In the data below, find the line containing "Locate the distant shoreline"; reproduce that line and all subsequent lines exactly, and nothing else.

========================================================================

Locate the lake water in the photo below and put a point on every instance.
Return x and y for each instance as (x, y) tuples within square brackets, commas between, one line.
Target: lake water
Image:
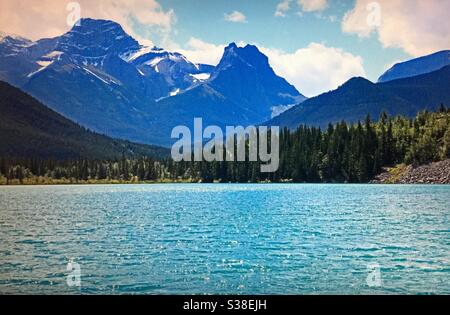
[(226, 239)]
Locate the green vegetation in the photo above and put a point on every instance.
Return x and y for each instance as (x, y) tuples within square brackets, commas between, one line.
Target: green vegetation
[(30, 129), (342, 153)]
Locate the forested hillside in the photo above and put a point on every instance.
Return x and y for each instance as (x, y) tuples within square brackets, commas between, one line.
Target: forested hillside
[(28, 129), (342, 153)]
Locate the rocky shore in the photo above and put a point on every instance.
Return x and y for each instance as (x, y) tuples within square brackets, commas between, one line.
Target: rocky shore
[(433, 173)]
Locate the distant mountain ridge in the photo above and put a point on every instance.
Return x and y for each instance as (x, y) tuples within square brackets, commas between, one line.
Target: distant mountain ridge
[(103, 79), (358, 97), (417, 66), (28, 129)]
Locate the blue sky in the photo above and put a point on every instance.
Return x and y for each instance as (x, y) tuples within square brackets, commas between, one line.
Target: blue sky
[(316, 45), (204, 19)]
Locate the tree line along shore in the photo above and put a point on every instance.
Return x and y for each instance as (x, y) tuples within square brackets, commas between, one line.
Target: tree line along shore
[(362, 152)]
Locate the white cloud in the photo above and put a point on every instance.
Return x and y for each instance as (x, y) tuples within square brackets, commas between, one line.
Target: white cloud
[(418, 27), (282, 8), (316, 68), (48, 18), (313, 5), (236, 17), (312, 70)]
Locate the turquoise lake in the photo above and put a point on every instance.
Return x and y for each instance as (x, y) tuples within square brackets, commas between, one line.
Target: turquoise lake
[(226, 239)]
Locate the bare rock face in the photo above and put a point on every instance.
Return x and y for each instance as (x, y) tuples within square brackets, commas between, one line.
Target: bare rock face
[(433, 173)]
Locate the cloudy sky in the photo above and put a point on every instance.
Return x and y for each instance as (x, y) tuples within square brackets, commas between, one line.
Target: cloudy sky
[(315, 44)]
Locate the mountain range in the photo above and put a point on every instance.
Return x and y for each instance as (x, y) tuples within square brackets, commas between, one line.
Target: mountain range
[(417, 66), (358, 97), (102, 79)]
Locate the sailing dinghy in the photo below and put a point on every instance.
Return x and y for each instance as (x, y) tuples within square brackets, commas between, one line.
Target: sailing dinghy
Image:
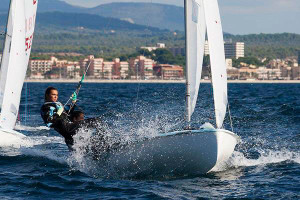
[(16, 53), (189, 151)]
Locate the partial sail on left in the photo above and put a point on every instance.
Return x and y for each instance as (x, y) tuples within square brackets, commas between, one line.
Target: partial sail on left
[(16, 53), (195, 40)]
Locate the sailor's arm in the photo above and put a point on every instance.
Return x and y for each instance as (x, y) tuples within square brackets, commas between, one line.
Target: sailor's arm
[(51, 114)]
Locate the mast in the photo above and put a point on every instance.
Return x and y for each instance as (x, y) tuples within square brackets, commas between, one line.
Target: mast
[(188, 91), (5, 34)]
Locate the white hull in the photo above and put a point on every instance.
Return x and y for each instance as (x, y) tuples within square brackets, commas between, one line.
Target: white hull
[(183, 152), (10, 138)]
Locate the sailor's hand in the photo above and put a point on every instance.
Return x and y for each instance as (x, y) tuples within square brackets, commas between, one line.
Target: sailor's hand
[(74, 97), (60, 109)]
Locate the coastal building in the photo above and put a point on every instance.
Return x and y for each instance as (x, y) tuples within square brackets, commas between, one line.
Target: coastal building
[(232, 49), (158, 46), (141, 68), (177, 51), (264, 73), (295, 73), (168, 72), (38, 68), (108, 70), (73, 71), (121, 69)]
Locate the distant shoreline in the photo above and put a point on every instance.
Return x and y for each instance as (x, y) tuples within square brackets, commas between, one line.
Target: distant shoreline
[(150, 81)]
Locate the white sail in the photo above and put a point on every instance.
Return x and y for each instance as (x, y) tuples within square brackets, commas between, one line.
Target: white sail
[(217, 59), (195, 40), (20, 28)]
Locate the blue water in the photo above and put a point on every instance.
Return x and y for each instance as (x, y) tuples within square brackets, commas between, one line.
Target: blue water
[(265, 165)]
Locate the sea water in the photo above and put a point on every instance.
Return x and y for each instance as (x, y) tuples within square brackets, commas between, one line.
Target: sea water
[(265, 164)]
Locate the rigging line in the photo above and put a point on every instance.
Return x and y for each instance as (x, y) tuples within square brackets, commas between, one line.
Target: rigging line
[(26, 102), (230, 116), (212, 89), (79, 86)]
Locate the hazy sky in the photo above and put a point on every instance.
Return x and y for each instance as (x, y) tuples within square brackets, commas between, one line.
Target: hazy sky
[(240, 16)]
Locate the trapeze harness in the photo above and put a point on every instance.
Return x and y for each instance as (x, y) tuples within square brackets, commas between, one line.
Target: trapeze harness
[(55, 116)]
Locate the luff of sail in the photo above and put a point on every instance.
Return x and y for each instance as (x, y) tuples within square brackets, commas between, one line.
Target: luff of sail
[(195, 40), (20, 28), (217, 59)]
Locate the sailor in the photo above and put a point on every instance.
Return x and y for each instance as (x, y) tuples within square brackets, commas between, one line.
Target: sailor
[(56, 116)]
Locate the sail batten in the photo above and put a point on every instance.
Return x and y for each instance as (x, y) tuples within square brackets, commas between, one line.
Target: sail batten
[(217, 59), (195, 40), (20, 29)]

========================================================================

** Solution to the problem **
Locate the distant shoreline in the photo above and put a point on every instance.
Return x and y for each instance as (x, y) tuples within square brackets, commas between, one line.
Target: distant shoreline
[(150, 81)]
Locate the white sail in the photo above and put a point on every instance.
Return x and y for each instance as (x, y) tuples within square brackets, commas between, one line.
Target: white sail
[(217, 59), (195, 40), (20, 28)]
Locate the blue water in the photo above and put a point on every instance.
Return x and y for each instance as (x, y) tuples within square brackets, commas between, one line.
Target: blue water
[(265, 165)]
Locate the sea water in the photo above and put a point on every instance.
Return x and y for each instance as (x, y) tuples within square brackets, commas between, one line.
Target: sea water
[(265, 164)]
Locate the rigging line in the photo above and put a point on every instance.
Return x and y for each instance as (x, y) tuples within square brackets, commas between, one line.
Target: rigging line
[(26, 102), (230, 116), (212, 89), (79, 86)]
Locate the hazy sky in the photo above and put a point on every instance.
Return x and y for each instance as (x, y) tuples within square brackets, commas between, one line.
Target: hazy sky
[(240, 16)]
Locate the trapeze harness in the photo above and put a point on every instance.
Return x and y for each instance as (x, y) tuples within square brackets, commas between, one line.
Target: trapeze harness
[(55, 116)]
Locate the luff of sail in the photo above and put a point on every instance.
Return x and y for each instance as (x, y) tuples within square brackets, commas between, one line.
Target: luff of sail
[(195, 40), (20, 28), (217, 59)]
Locate the sailor in the photo above and put a point on every instance.
Return x and y for each instance as (x, y) tuples within square brackets, commas between, one line.
Target: sailor
[(56, 116)]
Locate the sail batten in the photo above and put a point on every instance.
Return x and y for each instance as (x, y) tuples within square brackets, commas between, one line.
Target: sail batten
[(217, 59), (195, 40), (20, 29)]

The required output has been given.